Document source:
A comme Airbnb...zzness

Trois siècles après la mort de Bernard Mandeville, une autre « fable des abeilles », moins heureuse, mériterait de nous être contée. L’abeille en question s’appelle Airbnb. Elle souhaite disrupter le modèle économique de nos « ruches » afin de produire plus de miel. Elle a révolutionné le fonctionnement du parc locatif de nos villes. Moderne et individualiste, rebelle mais capitaliste, Airbnb fait son nectar de l’ubérisation de la ville et du droit locatif, à l’ombre des fleurs d’amandiers et de jacarandas de Californie. Au pays du lait, du miel… et des business angels !

Votre tâche: Recopiez fidèlement le passage du document source sur Airbnb qui commence à « A comme Airbnb...zzness » et se termine à « business angels ! ».

Données fournies:
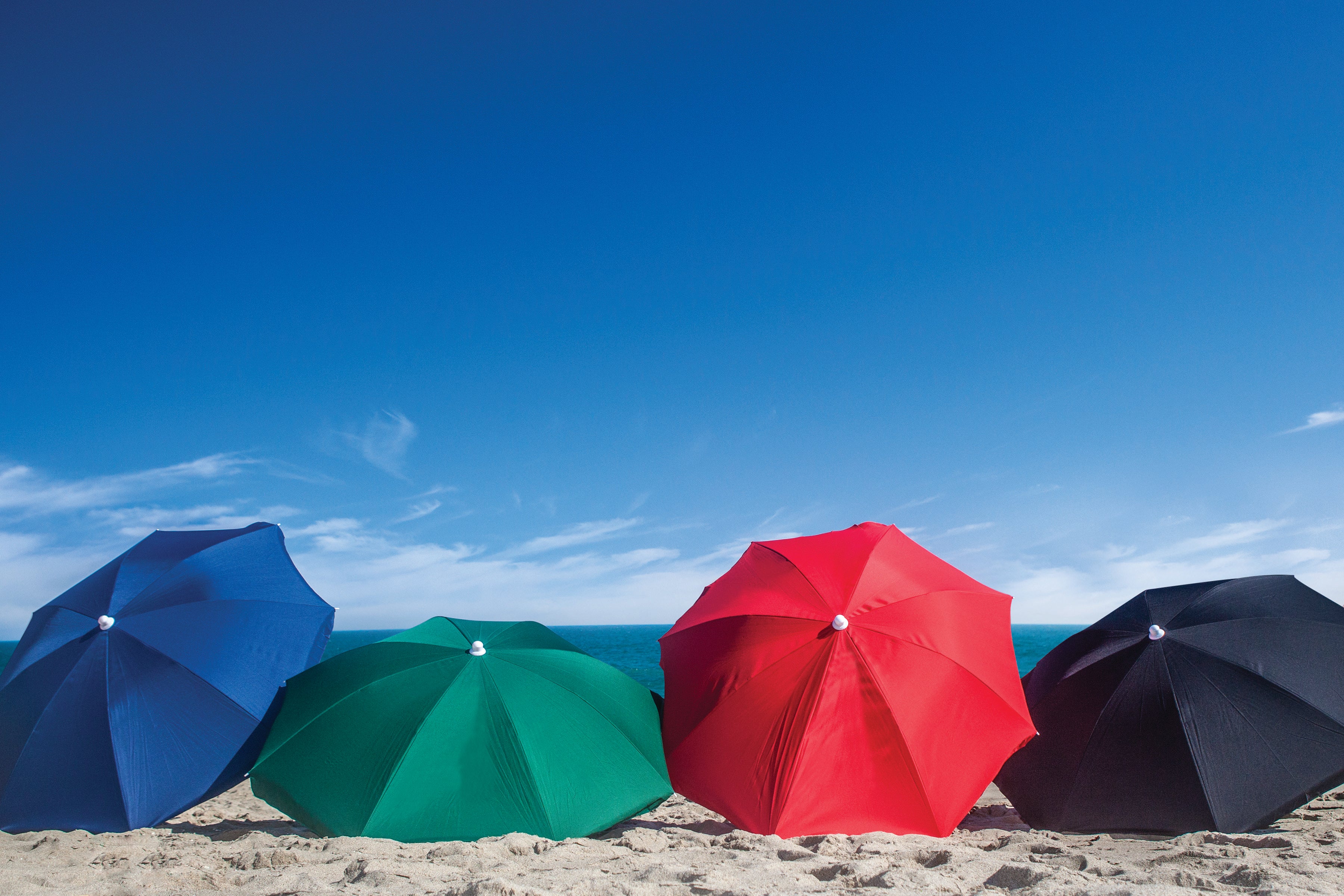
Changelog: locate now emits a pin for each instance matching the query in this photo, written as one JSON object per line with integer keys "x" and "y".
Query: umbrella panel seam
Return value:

Résultat:
A comme Airbnb...zzness

Trois siècles après la mort de Bernard Mandeville, une autre « fable des abeilles », moins heureuse, mériterait de nous être contée. L’abeille en question s’appelle Airbnb. Elle souhaite disrupter le modèle économique de nos « ruches » afin de produire plus de miel. Elle a révolutionné le fonctionnement du parc locatif de nos villes. Moderne et individualiste, rebelle mais capitaliste, Airbnb fait son nectar de l’ubérisation de la ville et du droit locatif, à l’ombre des fleurs d’amandiers et de jacarandas de Californie. Au pays du lait, du miel… et des business angels !